_Texto de estudio_.
Fernando Irala
Luego del paréntesis impuesto por la pandemia, los banqueros mexicanos se volvieron a reunir, en Acapulco como acostumbran, para revisar el entorno económico y la perspectiva de su negocio.
El clima tropical y el optimismo de los dueños del dinero, se combinaron esta vez con la aparente remisión del coronavirus y la posibilidad de recuperación económica, para propiciar un escenario color de rosa y un futuro promisorio.
Pasada la euforia, la realidad no va tan bien.
Al rebote económico de hace un año, luego de una profunda depresión que hizo caer la producción por el confinamiento sanitario, no ha seguido un crecimiento sostenido.
Desde finales del año pasado, la economía se muestra paralizada, a grado tal que llegó a hablarse de una recesión, es decir, de un producto nacional en retroceso prolongado.
Con los otros datos que con frecuencia se manejan en Palacio Nacional, al empezar este año se pronosticó un crecimiento para el presente ciclo del cinco por ciento.

_Descripción del problema_.
Indica si cada afirmación concuerda con el texto de estudio y cita las palabras que lo deciden: (a) los banqueros mexicanos volvieron a reunirse en Acapulco tras la pausa de la pandemia; (b) al rebote económico de hace un año le siguió un crecimiento sostenido; (c) al empezar el año se pronosticó un crecimiento del tres por ciento. Las líneas que vienen a continuación no guardan relación con el texto de estudio.

_Información extraída_.
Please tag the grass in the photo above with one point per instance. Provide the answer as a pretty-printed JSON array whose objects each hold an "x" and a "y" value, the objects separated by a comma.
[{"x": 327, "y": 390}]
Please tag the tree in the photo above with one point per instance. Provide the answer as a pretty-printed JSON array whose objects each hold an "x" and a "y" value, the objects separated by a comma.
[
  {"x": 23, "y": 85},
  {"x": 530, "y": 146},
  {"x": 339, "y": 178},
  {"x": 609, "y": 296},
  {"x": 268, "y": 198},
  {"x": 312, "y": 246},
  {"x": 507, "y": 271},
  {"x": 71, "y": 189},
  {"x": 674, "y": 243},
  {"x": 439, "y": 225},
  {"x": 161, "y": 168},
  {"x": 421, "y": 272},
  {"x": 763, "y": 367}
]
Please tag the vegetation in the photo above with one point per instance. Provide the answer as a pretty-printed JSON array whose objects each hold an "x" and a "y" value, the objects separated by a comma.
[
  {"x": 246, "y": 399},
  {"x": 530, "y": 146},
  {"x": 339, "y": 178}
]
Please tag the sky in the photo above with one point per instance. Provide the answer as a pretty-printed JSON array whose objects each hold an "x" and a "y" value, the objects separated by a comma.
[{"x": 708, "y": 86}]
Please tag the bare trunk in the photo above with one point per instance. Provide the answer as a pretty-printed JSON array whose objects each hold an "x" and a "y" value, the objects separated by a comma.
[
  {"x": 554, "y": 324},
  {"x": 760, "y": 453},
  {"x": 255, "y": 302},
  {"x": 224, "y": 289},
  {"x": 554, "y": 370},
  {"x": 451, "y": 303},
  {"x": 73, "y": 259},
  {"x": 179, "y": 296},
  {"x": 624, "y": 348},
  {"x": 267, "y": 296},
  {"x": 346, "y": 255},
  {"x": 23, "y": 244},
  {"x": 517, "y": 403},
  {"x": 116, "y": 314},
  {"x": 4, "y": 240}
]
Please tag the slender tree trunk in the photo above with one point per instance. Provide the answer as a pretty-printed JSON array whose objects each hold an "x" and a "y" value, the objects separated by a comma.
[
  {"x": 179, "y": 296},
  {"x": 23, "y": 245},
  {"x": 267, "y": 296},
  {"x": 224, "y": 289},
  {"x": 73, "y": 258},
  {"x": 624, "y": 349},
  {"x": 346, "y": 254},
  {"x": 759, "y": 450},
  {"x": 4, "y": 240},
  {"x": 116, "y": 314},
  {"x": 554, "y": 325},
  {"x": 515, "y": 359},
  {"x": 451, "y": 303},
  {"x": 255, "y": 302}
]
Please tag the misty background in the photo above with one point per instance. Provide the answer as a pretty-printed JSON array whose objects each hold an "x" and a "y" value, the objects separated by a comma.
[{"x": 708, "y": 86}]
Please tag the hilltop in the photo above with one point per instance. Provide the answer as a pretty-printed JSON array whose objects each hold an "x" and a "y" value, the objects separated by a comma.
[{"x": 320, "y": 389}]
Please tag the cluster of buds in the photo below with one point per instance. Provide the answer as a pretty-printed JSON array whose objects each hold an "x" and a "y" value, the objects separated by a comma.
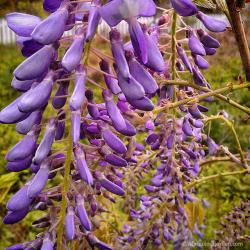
[{"x": 92, "y": 145}]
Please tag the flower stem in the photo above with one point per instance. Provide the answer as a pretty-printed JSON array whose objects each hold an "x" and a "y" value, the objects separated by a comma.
[
  {"x": 211, "y": 177},
  {"x": 65, "y": 187}
]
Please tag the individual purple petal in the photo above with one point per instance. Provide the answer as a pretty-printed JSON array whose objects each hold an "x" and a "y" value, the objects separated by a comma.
[
  {"x": 201, "y": 62},
  {"x": 70, "y": 223},
  {"x": 141, "y": 75},
  {"x": 19, "y": 246},
  {"x": 17, "y": 166},
  {"x": 184, "y": 7},
  {"x": 76, "y": 125},
  {"x": 22, "y": 86},
  {"x": 39, "y": 181},
  {"x": 187, "y": 129},
  {"x": 78, "y": 96},
  {"x": 144, "y": 103},
  {"x": 212, "y": 146},
  {"x": 182, "y": 54},
  {"x": 37, "y": 97},
  {"x": 73, "y": 55},
  {"x": 195, "y": 45},
  {"x": 115, "y": 160},
  {"x": 47, "y": 243},
  {"x": 93, "y": 20},
  {"x": 207, "y": 40},
  {"x": 130, "y": 87},
  {"x": 111, "y": 82},
  {"x": 195, "y": 112},
  {"x": 82, "y": 213},
  {"x": 138, "y": 40},
  {"x": 60, "y": 98},
  {"x": 45, "y": 32},
  {"x": 46, "y": 142},
  {"x": 113, "y": 141},
  {"x": 83, "y": 8},
  {"x": 129, "y": 130},
  {"x": 30, "y": 47},
  {"x": 82, "y": 166},
  {"x": 24, "y": 148},
  {"x": 11, "y": 114},
  {"x": 51, "y": 5},
  {"x": 113, "y": 111},
  {"x": 210, "y": 51},
  {"x": 198, "y": 77},
  {"x": 35, "y": 65},
  {"x": 60, "y": 125},
  {"x": 20, "y": 200},
  {"x": 211, "y": 23},
  {"x": 170, "y": 140},
  {"x": 155, "y": 59},
  {"x": 26, "y": 125},
  {"x": 22, "y": 24},
  {"x": 14, "y": 216},
  {"x": 118, "y": 53}
]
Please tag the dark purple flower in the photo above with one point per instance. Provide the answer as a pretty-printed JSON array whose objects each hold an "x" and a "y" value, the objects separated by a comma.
[
  {"x": 70, "y": 223},
  {"x": 22, "y": 24},
  {"x": 82, "y": 213},
  {"x": 39, "y": 181},
  {"x": 76, "y": 125},
  {"x": 211, "y": 23},
  {"x": 11, "y": 114},
  {"x": 182, "y": 54},
  {"x": 51, "y": 5},
  {"x": 26, "y": 125},
  {"x": 24, "y": 148},
  {"x": 195, "y": 45},
  {"x": 14, "y": 216},
  {"x": 37, "y": 97},
  {"x": 73, "y": 55},
  {"x": 186, "y": 127},
  {"x": 111, "y": 82},
  {"x": 78, "y": 96},
  {"x": 46, "y": 142},
  {"x": 201, "y": 62},
  {"x": 184, "y": 7},
  {"x": 45, "y": 32},
  {"x": 16, "y": 166},
  {"x": 118, "y": 53},
  {"x": 141, "y": 75},
  {"x": 36, "y": 65},
  {"x": 81, "y": 165},
  {"x": 47, "y": 243}
]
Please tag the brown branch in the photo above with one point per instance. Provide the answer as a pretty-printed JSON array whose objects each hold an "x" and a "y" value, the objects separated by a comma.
[{"x": 240, "y": 36}]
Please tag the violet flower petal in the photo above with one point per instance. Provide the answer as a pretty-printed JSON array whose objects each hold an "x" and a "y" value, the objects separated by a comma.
[
  {"x": 35, "y": 65},
  {"x": 22, "y": 24},
  {"x": 45, "y": 32},
  {"x": 82, "y": 213}
]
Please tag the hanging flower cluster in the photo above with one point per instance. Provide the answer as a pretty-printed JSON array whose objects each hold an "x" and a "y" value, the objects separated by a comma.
[{"x": 141, "y": 126}]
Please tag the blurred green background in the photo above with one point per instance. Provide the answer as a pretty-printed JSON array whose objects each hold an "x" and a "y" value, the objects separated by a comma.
[{"x": 222, "y": 193}]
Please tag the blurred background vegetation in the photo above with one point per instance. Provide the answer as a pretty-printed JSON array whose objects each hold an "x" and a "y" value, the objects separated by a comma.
[{"x": 222, "y": 193}]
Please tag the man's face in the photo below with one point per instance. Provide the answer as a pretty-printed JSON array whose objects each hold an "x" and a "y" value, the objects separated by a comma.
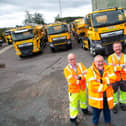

_Resultado del ejercicio_.
(a) Sí: "Luego del paréntesis impuesto por la pandemia, los banqueros mexicanos se volvieron a reunir, en Acapulco como acostumbran".
(b) No: "no ha seguido un crecimiento sostenido".
(c) No: "se pronosticó un crecimiento para el presente ciclo del cinco por ciento".